(Listing from a collection)
⁂

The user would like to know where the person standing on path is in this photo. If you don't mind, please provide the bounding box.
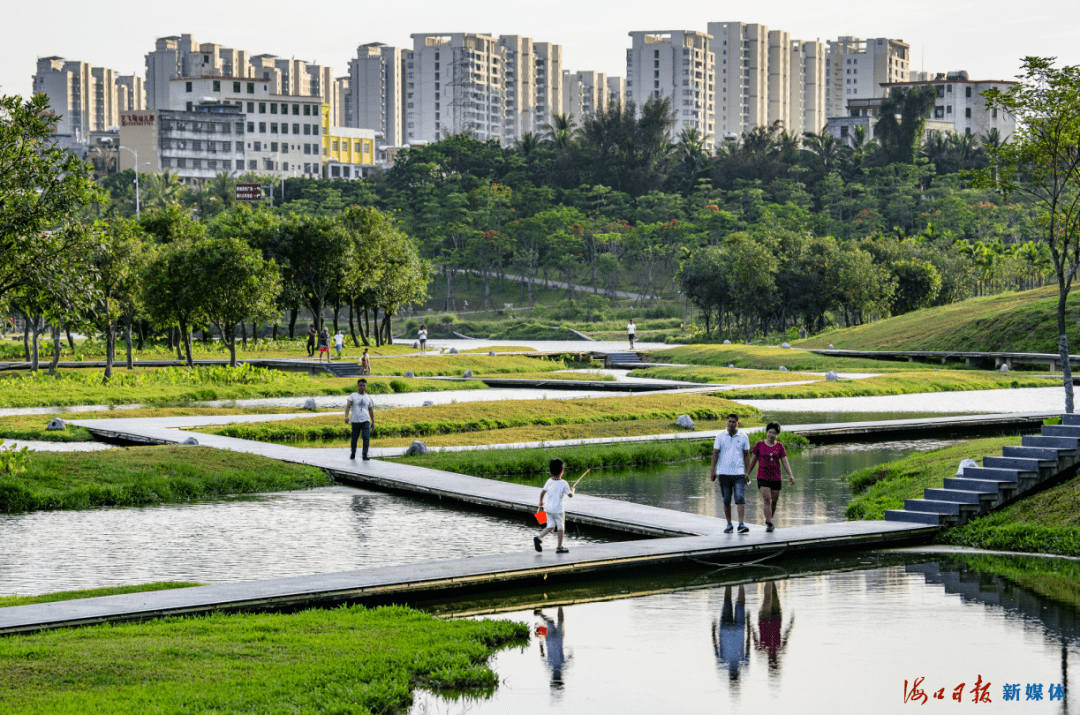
[746,422,795,531]
[708,413,750,534]
[319,327,330,365]
[345,379,375,460]
[532,459,573,554]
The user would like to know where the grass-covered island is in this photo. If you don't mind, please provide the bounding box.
[0,584,528,715]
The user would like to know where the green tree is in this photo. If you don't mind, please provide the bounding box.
[975,57,1080,413]
[0,94,103,303]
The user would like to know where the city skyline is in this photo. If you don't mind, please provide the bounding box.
[0,0,1080,106]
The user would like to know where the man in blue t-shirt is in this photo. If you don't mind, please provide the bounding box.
[708,413,750,534]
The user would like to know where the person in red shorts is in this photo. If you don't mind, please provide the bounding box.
[746,422,795,531]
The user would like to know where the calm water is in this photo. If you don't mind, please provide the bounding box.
[0,441,943,594]
[0,487,610,595]
[410,555,1080,715]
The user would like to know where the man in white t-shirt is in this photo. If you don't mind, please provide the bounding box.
[532,459,573,554]
[708,413,750,534]
[345,379,375,460]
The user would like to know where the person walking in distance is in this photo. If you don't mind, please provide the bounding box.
[708,413,750,534]
[532,459,573,554]
[746,422,795,531]
[345,379,375,460]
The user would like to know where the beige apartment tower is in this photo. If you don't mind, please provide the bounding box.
[626,30,715,150]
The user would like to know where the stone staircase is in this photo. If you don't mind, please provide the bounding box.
[885,415,1080,526]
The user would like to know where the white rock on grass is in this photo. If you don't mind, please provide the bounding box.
[405,440,431,457]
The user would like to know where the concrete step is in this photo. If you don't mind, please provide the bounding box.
[960,467,1019,482]
[1042,424,1080,437]
[885,509,947,526]
[904,499,960,515]
[1020,428,1080,451]
[922,489,996,507]
[1001,447,1058,462]
[984,460,1045,474]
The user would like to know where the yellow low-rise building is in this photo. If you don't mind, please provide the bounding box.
[323,104,375,179]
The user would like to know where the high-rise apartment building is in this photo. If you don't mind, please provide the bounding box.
[825,37,912,117]
[146,35,337,124]
[32,57,145,136]
[349,42,406,146]
[626,30,715,148]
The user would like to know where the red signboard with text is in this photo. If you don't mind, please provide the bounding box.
[237,184,262,201]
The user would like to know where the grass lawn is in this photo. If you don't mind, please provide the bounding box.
[642,345,946,373]
[630,365,825,385]
[197,394,760,443]
[845,437,1020,521]
[394,434,809,486]
[788,286,1080,354]
[0,407,341,442]
[0,606,529,715]
[0,446,334,513]
[0,366,485,407]
[724,369,1062,400]
[0,581,203,608]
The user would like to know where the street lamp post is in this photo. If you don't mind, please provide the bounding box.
[120,147,144,218]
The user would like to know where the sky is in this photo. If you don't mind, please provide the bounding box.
[0,0,1080,95]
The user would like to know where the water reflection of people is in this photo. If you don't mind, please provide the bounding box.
[713,585,750,684]
[751,583,795,672]
[535,606,567,690]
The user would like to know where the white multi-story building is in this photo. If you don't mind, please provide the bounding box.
[626,30,715,149]
[825,37,912,117]
[349,42,406,146]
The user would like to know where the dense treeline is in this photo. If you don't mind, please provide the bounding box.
[97,92,1050,334]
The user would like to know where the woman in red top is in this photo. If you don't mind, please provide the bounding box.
[746,422,795,531]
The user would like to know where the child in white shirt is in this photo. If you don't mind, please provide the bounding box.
[532,459,573,554]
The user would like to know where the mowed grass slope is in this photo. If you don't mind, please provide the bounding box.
[197,394,760,443]
[797,286,1080,353]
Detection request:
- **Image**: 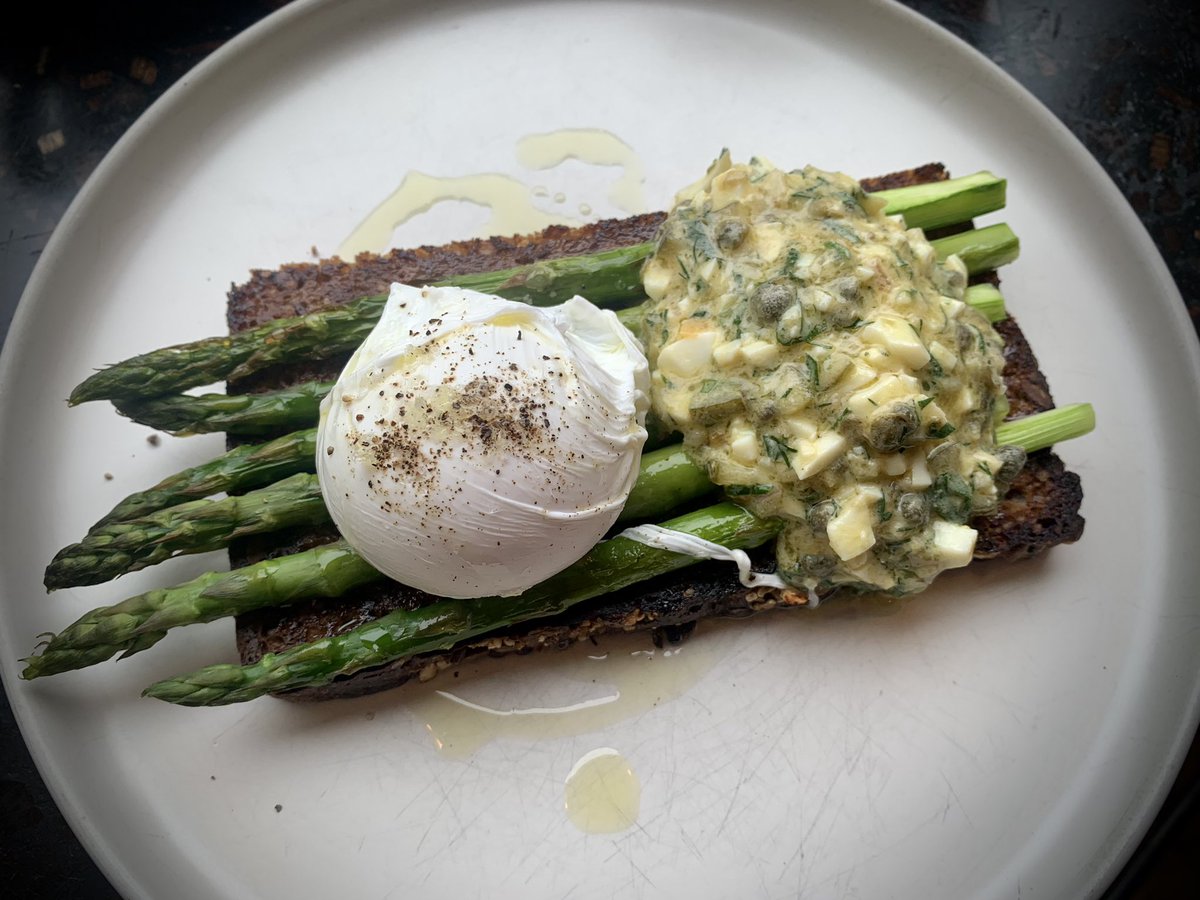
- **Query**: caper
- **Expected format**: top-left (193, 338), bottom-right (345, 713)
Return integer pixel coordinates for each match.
top-left (896, 492), bottom-right (929, 526)
top-left (925, 440), bottom-right (962, 474)
top-left (826, 275), bottom-right (858, 300)
top-left (805, 499), bottom-right (838, 532)
top-left (954, 325), bottom-right (976, 355)
top-left (750, 283), bottom-right (796, 324)
top-left (716, 218), bottom-right (749, 250)
top-left (996, 444), bottom-right (1026, 485)
top-left (866, 401), bottom-right (920, 454)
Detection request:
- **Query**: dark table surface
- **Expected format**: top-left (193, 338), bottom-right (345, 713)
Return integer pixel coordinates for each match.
top-left (0, 0), bottom-right (1200, 900)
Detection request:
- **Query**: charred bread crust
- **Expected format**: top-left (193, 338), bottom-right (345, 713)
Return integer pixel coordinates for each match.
top-left (228, 163), bottom-right (1084, 700)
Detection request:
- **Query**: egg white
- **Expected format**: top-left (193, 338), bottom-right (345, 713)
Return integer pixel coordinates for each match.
top-left (317, 284), bottom-right (649, 598)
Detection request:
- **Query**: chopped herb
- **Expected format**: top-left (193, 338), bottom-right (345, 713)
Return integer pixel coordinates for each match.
top-left (822, 218), bottom-right (863, 244)
top-left (725, 485), bottom-right (774, 497)
top-left (834, 191), bottom-right (863, 212)
top-left (784, 247), bottom-right (800, 275)
top-left (800, 322), bottom-right (829, 343)
top-left (804, 353), bottom-right (821, 390)
top-left (929, 472), bottom-right (972, 524)
top-left (762, 434), bottom-right (796, 466)
top-left (824, 241), bottom-right (850, 259)
top-left (686, 218), bottom-right (720, 262)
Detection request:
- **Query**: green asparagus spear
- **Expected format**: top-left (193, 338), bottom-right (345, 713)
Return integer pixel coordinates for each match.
top-left (22, 541), bottom-right (383, 679)
top-left (44, 473), bottom-right (329, 590)
top-left (996, 403), bottom-right (1096, 454)
top-left (145, 503), bottom-right (779, 706)
top-left (874, 172), bottom-right (1008, 230)
top-left (116, 252), bottom-right (1015, 436)
top-left (930, 223), bottom-right (1021, 275)
top-left (89, 428), bottom-right (317, 534)
top-left (114, 382), bottom-right (334, 437)
top-left (70, 173), bottom-right (1003, 406)
top-left (22, 404), bottom-right (1094, 690)
top-left (44, 445), bottom-right (715, 590)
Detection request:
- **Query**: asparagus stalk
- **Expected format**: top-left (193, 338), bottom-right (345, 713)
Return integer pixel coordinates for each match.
top-left (89, 428), bottom-right (317, 534)
top-left (996, 403), bottom-right (1096, 454)
top-left (874, 172), bottom-right (1008, 230)
top-left (116, 259), bottom-right (1008, 436)
top-left (22, 404), bottom-right (1094, 686)
top-left (930, 223), bottom-right (1021, 275)
top-left (114, 382), bottom-right (334, 437)
top-left (22, 541), bottom-right (383, 679)
top-left (51, 381), bottom-right (1070, 590)
top-left (43, 473), bottom-right (329, 590)
top-left (145, 503), bottom-right (779, 706)
top-left (44, 445), bottom-right (715, 590)
top-left (68, 173), bottom-right (1003, 406)
top-left (962, 283), bottom-right (1008, 325)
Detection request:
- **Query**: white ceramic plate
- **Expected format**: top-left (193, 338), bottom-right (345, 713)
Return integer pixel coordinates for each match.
top-left (0, 0), bottom-right (1200, 898)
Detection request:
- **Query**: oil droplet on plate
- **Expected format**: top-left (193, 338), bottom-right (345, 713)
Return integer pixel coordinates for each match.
top-left (408, 623), bottom-right (722, 758)
top-left (337, 128), bottom-right (646, 259)
top-left (563, 746), bottom-right (642, 834)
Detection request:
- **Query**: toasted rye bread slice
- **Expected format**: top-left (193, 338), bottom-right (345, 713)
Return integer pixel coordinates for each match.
top-left (228, 164), bottom-right (1084, 700)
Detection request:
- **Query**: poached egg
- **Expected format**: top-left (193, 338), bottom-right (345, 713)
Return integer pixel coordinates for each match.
top-left (317, 284), bottom-right (649, 598)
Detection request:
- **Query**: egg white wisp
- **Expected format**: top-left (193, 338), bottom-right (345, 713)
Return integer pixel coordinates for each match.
top-left (317, 284), bottom-right (649, 598)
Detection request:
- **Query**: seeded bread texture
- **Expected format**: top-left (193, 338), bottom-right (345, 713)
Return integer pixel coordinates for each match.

⁂

◆ REQUIREMENT ◆
Identify every line in the listing above that contains the string "rise", and copy each such line. Matching is case-sensitive.

◆ ANSWER TO THIS TASK ◆
The user would like to know where the yellow low-rise building is in this photo. If you don't mind, please provide the bounding box.
The user would like to know where the high-rise apartment building is in this photo. If you don't mind, please provide the bounding box.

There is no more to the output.